▸ **Assigned task**: Wherever a line in the records contains the word "water", return that line.

# # # #

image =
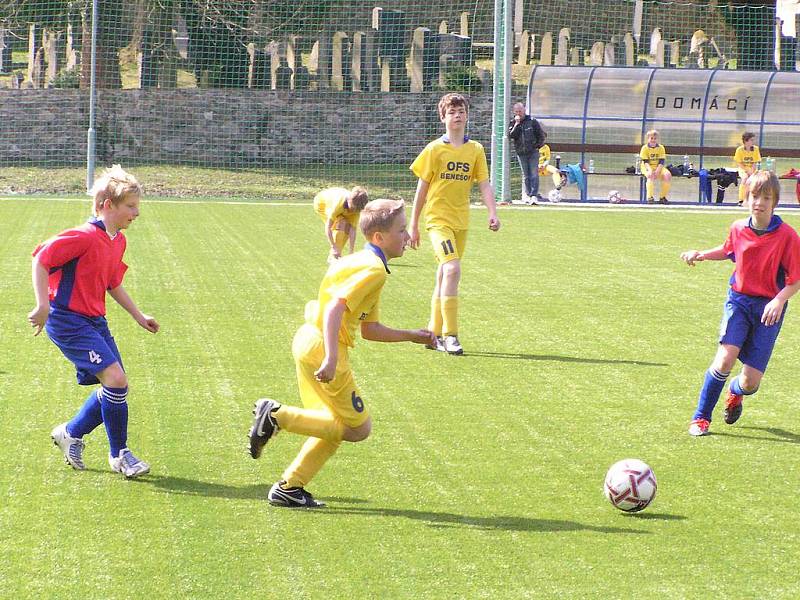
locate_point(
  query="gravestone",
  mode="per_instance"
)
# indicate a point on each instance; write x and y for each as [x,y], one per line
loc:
[5,52]
[258,73]
[675,53]
[524,44]
[340,61]
[562,53]
[73,53]
[597,54]
[546,52]
[464,24]
[630,54]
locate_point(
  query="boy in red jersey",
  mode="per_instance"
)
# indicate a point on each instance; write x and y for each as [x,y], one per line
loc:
[766,253]
[71,274]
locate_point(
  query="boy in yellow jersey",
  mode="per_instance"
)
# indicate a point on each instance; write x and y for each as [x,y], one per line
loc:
[559,179]
[654,157]
[447,168]
[746,157]
[333,408]
[339,209]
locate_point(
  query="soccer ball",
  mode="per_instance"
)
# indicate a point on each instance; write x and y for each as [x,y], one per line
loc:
[630,485]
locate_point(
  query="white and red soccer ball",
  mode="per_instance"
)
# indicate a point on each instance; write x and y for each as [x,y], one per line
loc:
[630,485]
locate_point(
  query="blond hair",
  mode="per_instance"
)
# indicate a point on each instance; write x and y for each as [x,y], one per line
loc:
[765,184]
[357,199]
[379,215]
[114,184]
[449,100]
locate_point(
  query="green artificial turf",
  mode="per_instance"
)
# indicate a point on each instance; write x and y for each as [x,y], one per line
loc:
[586,341]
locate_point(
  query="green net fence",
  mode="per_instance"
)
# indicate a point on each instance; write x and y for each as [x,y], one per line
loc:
[274,98]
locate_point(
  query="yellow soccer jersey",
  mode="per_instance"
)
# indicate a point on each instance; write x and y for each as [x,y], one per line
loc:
[653,156]
[747,157]
[357,278]
[330,203]
[450,172]
[544,155]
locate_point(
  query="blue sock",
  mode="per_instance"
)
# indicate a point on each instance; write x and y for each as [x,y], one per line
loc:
[115,417]
[737,388]
[709,393]
[88,417]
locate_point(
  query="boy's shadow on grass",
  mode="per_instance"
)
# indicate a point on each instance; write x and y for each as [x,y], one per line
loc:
[500,523]
[560,358]
[776,434]
[192,487]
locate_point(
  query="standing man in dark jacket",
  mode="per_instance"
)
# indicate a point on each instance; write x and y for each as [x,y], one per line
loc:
[528,137]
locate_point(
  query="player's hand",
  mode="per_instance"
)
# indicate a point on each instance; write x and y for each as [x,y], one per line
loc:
[422,336]
[773,311]
[692,256]
[326,370]
[413,238]
[37,318]
[149,323]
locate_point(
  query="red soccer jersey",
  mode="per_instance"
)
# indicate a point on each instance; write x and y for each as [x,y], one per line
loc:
[83,264]
[764,263]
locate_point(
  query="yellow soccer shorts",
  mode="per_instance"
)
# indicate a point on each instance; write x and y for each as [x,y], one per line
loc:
[448,244]
[340,395]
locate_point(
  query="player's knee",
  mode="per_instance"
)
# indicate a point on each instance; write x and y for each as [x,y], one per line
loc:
[360,433]
[452,269]
[113,376]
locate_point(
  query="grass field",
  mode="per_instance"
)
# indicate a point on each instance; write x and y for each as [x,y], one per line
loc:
[586,340]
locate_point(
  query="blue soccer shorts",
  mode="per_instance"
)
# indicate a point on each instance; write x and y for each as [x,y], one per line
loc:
[85,341]
[741,326]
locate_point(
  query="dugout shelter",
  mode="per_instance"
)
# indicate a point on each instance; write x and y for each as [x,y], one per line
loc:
[601,114]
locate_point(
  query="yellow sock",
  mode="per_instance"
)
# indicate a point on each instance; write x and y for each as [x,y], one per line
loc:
[449,315]
[313,423]
[339,240]
[665,185]
[311,458]
[435,324]
[649,185]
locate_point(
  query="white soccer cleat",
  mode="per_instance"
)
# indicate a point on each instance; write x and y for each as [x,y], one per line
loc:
[452,345]
[127,464]
[71,447]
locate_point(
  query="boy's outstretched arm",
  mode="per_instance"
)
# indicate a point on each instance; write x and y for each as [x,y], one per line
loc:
[692,256]
[331,322]
[125,301]
[774,308]
[487,194]
[420,197]
[352,234]
[378,332]
[329,233]
[38,316]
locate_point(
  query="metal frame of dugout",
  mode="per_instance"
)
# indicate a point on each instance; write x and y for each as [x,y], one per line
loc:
[603,112]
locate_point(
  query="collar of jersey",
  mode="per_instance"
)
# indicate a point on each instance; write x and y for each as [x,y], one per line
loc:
[100,225]
[774,223]
[379,253]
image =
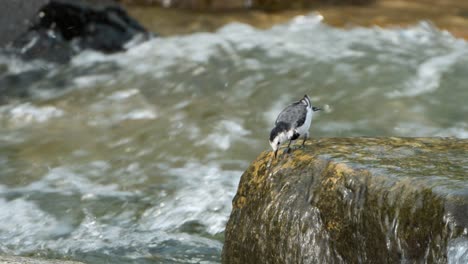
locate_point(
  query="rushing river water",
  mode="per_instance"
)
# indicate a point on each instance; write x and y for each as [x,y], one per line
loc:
[135,157]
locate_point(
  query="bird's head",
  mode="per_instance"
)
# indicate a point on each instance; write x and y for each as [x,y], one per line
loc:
[278,135]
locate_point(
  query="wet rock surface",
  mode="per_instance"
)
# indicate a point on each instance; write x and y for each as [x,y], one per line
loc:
[354,200]
[55,30]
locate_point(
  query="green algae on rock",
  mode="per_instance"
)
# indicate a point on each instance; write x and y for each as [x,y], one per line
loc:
[353,200]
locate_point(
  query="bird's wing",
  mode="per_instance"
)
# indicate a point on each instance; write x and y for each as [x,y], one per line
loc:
[295,114]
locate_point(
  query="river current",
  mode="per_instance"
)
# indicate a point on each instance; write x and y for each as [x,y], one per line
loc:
[135,157]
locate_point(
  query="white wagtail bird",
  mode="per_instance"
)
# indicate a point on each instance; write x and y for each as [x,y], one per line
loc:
[292,123]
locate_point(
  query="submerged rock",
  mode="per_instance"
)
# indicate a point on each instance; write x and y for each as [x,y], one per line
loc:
[242,4]
[57,29]
[354,200]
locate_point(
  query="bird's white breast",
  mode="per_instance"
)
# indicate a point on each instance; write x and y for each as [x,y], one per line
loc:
[304,129]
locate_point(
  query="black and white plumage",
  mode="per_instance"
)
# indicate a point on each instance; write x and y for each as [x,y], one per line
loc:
[292,123]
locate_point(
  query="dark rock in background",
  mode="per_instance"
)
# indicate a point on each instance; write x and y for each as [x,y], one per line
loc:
[55,30]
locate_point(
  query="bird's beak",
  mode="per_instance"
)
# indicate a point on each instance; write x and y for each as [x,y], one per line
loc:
[315,109]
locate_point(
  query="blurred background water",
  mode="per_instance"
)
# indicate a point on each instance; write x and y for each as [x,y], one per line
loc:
[135,157]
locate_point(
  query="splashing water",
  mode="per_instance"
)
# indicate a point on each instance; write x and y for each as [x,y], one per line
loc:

# # # #

▸ **Answer box**:
  query="rushing river water",
  query="blurred background water",
  query="splashing water",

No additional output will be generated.